Given passage.
# how do i prune these bushes



## profenx (Aug 23, 2009)

Hello people!
First time dealing with plants, yards, flowerbeds. I bought some pruners, a cultivator and some shovels! 

Here is a picture of my rose bush in the flower bed. I have 4. A pink, red, and 2 with no flowers. 1 of those two isn't even growing leaves 
The flowers are blooming like mad. I had pruned them down to 2 feet high in january. Now there are leaves and flowers all over the place. I thought roses had one flower from a branch but there are maybe 2-6 blooming from a branch. Some have small flowers branching from a larger branch. The flowers are dying now. It seems a bit heavy and messy. Am I suppose to leave them alone or start cutting off the leaves from the bottom 2 feet and snip off the dying flowers? I see other rose bushes and they are clean on the bottom and have long branches that are maybe 3 or 4 feet with few flowers. Mine are maybe 2 feet high and growing wide not high.








So i read that you only prune before spring and prune any dead stuff year round. What am I suppose to do? It's so fat it'll fall over soon!

Not sure if you can see the white flowers with yellow center behind it. It was a small lil sucker and now it's huge. Do i trim these also? Sorry, no idea what kind of bush it is.




















The picture above are in the front of my house. They look messy too. What kind of bush is it? How do you trim these? I cut them back a lil and tried to make them look like one straight row. Maybe they are suppose to be round? I cut the top trying to make it straight too. There is one white flower bloom in the whole 8 feet of bush. It's about knee high maybe 2-3 feet?









These white things are growing like mad. I would like to know it's name also if anyone could find out. I pulled some out cuz they were covering so much area. Empty spot used to have a pot there. Do I cut these short too? will they grow back? They looked nice when they were 3 inches tall and white. Now they are leaning sideways and stuff and I'm not liking it. It started with maybe 2 flowers and they spread pretty quickly. I like the white in the flower bed but when they are leaning over it looks stupid.

Thanks in advance for your advice and help in identifying these plants and how they should be maintained! I'm clueless. I like trying to be a gardener  but sometimes it hurts my back and knees and my hands get tired. damn weeds take hours to pull out every week! 

-Profen


----------



## downunder (Jun 13, 2008)

Did you plant the roses or where they already there? If I tell you all the different types of roses your head will spin but you need to know. Go the library and get a couple of books. That will help you more than we can tell and show you here.

The red one you show here is a shrub rose. Looks like maybe a 'Knockout.' That one never needs pruning but can be if needed to keep it in bounds. I prefer to give the 6-8 feet it needs and leave it alone. There are floribundas, hybrid teas, polyannas, climbers and ramblers and crosses between. Some have a spray of blooms on each stalk, some only one or two.

Exercise description.
Extend the forum thread on pruning roses and bushes, picking up after its final sentence. The records that follow come from a separate source and have no connection to the rose-pruning thread.

Extracted material.
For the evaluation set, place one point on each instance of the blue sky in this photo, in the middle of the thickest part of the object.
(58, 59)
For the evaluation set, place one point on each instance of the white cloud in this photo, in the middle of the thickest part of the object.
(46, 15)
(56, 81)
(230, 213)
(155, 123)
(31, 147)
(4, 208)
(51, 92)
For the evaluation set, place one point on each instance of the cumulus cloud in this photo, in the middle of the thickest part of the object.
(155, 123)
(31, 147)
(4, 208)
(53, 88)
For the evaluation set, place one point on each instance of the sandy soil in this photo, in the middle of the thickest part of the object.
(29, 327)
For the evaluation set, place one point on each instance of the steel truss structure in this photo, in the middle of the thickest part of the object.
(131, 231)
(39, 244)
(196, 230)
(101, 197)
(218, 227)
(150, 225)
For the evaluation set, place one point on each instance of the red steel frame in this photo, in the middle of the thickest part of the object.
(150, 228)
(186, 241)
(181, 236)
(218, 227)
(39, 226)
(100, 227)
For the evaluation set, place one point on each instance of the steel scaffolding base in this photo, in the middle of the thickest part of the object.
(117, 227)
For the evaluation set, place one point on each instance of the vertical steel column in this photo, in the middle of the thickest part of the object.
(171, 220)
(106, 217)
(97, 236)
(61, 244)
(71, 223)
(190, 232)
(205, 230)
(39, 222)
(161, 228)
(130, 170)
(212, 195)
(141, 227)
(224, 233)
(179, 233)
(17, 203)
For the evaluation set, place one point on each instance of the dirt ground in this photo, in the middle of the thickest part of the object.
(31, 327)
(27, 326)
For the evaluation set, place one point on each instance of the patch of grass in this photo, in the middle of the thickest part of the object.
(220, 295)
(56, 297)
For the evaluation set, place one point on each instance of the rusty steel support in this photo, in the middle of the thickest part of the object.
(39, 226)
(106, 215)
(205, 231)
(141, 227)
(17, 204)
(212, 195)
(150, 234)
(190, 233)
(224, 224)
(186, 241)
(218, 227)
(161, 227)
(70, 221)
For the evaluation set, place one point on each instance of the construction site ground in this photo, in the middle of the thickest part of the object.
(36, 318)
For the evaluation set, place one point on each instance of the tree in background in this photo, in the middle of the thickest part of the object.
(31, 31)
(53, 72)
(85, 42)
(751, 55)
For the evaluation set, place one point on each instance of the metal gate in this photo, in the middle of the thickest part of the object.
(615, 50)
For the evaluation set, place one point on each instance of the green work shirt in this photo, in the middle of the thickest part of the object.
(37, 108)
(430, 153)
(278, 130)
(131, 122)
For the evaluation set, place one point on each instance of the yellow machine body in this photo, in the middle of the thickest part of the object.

Answer for the task.
Roses drop the blooms after a few days, depending on weather and variety. On the shrubs you do not have to worry about cutting them off; on the teas you do.

I know this is getting confusing and it's hard to teach a rose class here unless you have a particular problem with one or two.


----------



## profenx (Aug 23, 2009)

Thanks for replying! 
I have no idea what type they are cuz they were here when I got the house. The red and white look similar in growth and blooms. 
I read about the different types but not many have pictures of different angles to see. I haven't been to the library to actually get a book. Been reading online material so far. I'll check out a book when i find a library. New to the area 

I'm wondering if i need to dead head these. Since I don't have to prune it does that mean I can to make it look tidy or will it ruin the bush?

Thanks!


----------



## GardenConcepts (Jan 21, 2010)

Definitely dead head the rose- they will continue to bloom more profusely. Shrub roses can be pruned hard, preferably in early spring just as new growth starts. An old 4' x 4' Shrub Rose or Knockout Rose can easily tolerate being cut in half. During the season, you can prune back individual canes 6" or so and they will be fine.


----------



## Leah Frances (Jan 13, 2008)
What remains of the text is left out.